### DOCUMENT EXCERPT
=-=-=
Doctrine vs Propel

Now that symfony 1.4 is out, it's time again for me to answer a lot of questions about which ORM people need to use. I don't have a definitive answer, but today, I want to share some numbers with you.

First, let me re-iterate that both Doctrine and Propel are equally supported in symfony 1.X. And thanks to the new installer feature of symfony 1.4, choosing between one or the other is just a matter of passing the --orm option when creating a project:

$ php symfony generate:project foo --orm=Doctrine

$ php symfony generate:project foo --orm=Propel

As for any Open-Source community, it's not easy to find metrics that tell you what people use and how they use it. You can measure the number of tickets for a specific feature, count the number of people asking for help on Propel or Doctrine. But for the Propel vs Doctrine question, we have two more reliable metrics.

First, the traffic on the Jobeet tutorial. The Jobeet tutorial is available for both Propel and Doctrine, and is the most popular piece of documentation for newcomers. As you can see on the graphic on the side, Doctrine has became the most popular ORM in June 2009, and going strong since then.

We can also compare the number of "Practical symfony" books sold during since the beginning if 2009. The difference between Propel and Doctrine is much more important, as we sell approximately five times more Doctrine books than Propel ones.
=-=-=
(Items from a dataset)
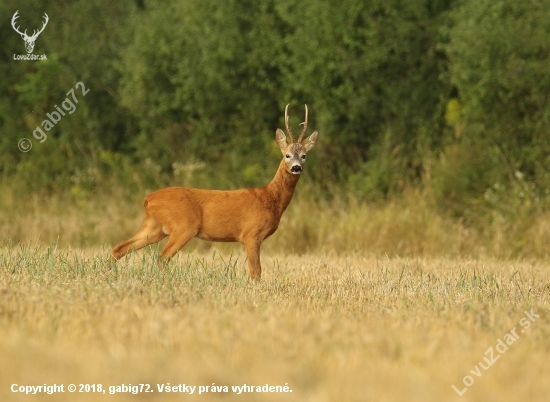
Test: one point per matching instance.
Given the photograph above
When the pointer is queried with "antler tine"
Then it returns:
(46, 18)
(288, 125)
(13, 21)
(304, 129)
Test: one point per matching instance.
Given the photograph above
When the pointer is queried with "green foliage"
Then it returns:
(498, 62)
(446, 96)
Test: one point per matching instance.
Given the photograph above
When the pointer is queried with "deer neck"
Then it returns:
(282, 187)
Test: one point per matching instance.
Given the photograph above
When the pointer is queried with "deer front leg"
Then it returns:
(252, 247)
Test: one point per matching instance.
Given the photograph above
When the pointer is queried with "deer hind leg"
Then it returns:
(253, 252)
(151, 232)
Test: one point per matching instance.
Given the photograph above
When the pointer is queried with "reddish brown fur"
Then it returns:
(247, 216)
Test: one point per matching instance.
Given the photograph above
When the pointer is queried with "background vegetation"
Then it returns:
(437, 108)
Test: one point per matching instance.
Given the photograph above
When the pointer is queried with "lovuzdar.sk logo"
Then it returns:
(29, 40)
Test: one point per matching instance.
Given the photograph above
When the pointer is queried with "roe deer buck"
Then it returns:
(247, 215)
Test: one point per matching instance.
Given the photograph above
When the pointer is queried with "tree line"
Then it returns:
(449, 96)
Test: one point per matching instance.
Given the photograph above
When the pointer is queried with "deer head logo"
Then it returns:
(29, 40)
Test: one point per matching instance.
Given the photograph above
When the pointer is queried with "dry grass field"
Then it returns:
(331, 327)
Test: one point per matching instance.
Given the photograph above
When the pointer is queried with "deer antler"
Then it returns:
(288, 125)
(24, 34)
(35, 34)
(15, 16)
(304, 129)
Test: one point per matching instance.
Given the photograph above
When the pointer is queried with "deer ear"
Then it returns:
(309, 142)
(280, 138)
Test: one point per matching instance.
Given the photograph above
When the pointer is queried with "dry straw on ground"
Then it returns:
(332, 327)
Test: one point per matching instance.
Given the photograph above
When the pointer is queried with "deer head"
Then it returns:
(29, 40)
(295, 152)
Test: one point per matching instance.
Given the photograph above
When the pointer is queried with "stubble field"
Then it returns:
(329, 327)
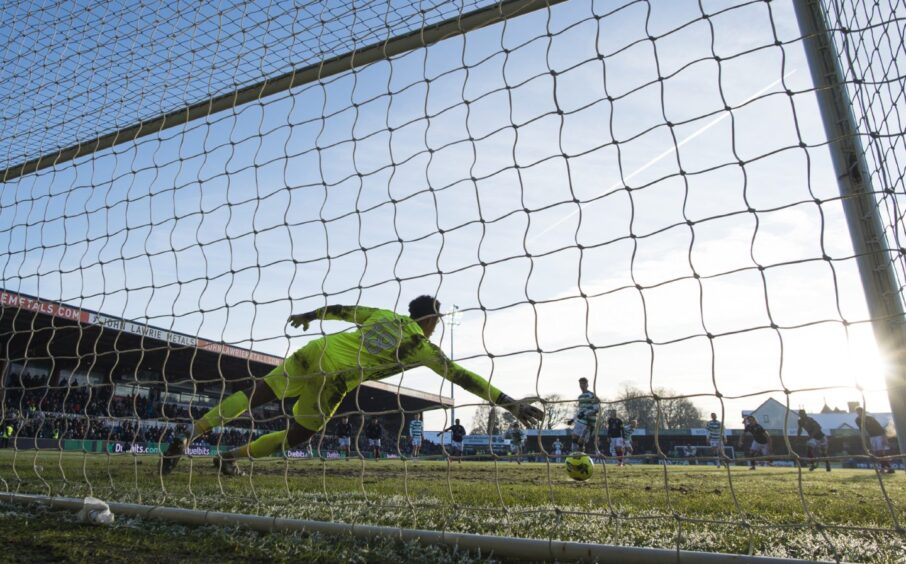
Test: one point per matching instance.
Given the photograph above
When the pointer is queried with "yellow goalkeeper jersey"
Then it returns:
(385, 344)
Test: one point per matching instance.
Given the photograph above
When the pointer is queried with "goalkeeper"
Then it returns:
(321, 373)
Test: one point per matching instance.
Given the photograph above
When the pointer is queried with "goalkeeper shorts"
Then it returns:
(309, 375)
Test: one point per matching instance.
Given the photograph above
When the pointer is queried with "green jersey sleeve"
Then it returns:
(352, 314)
(428, 354)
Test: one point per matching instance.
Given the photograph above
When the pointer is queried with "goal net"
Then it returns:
(645, 194)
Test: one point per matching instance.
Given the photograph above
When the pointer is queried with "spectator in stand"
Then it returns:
(416, 431)
(817, 440)
(457, 434)
(875, 437)
(373, 432)
(516, 438)
(761, 440)
(344, 434)
(558, 449)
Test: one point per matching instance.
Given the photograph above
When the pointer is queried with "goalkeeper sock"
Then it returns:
(221, 414)
(262, 446)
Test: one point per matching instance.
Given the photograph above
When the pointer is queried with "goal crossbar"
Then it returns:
(392, 46)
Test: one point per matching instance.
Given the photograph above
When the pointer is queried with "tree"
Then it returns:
(639, 406)
(675, 412)
(491, 420)
(556, 410)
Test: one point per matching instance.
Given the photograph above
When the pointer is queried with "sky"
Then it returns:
(586, 217)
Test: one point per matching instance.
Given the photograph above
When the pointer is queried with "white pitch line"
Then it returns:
(669, 151)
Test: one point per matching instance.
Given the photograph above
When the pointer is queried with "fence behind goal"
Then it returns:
(694, 205)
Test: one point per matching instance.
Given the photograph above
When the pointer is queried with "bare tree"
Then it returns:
(675, 412)
(491, 420)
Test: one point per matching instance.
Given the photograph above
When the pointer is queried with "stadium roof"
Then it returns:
(65, 337)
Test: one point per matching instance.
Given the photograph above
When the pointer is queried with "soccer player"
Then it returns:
(715, 436)
(586, 415)
(344, 435)
(628, 430)
(615, 435)
(373, 432)
(817, 440)
(761, 440)
(321, 373)
(877, 438)
(558, 449)
(457, 434)
(416, 431)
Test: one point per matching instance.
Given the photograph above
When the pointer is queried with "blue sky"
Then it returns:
(491, 170)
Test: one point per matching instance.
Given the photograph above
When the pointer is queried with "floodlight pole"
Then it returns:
(453, 323)
(875, 260)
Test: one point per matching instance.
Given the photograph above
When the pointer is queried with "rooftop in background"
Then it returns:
(770, 415)
(66, 337)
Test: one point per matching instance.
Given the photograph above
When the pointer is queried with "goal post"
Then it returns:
(654, 224)
(875, 255)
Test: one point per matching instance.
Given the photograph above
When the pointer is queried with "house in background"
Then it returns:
(772, 413)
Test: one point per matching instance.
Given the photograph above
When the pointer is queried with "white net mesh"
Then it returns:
(639, 193)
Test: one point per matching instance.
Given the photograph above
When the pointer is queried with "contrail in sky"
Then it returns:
(669, 151)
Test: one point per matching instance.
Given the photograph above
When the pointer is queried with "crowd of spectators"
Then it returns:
(79, 411)
(36, 409)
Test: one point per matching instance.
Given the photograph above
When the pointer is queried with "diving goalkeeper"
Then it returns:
(321, 373)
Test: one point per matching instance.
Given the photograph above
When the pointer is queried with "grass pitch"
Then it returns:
(852, 515)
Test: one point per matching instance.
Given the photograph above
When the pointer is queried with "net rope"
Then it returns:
(637, 192)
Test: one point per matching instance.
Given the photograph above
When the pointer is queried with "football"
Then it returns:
(579, 466)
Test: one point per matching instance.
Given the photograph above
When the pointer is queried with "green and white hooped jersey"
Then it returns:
(416, 428)
(713, 428)
(587, 411)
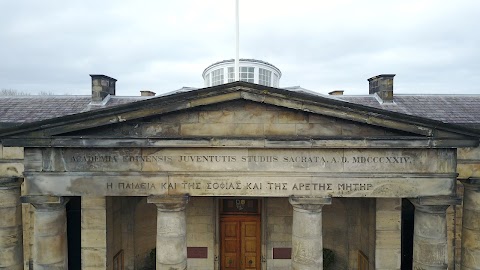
=-=-=
### WHAT THIS TASK INVOLVES
In the Doctrine vs Propel post, about how many times more Doctrine copies of the "Practical symfony" book are sold than Propel ones?

### WRITTEN SOLUTION
Approximately five times more.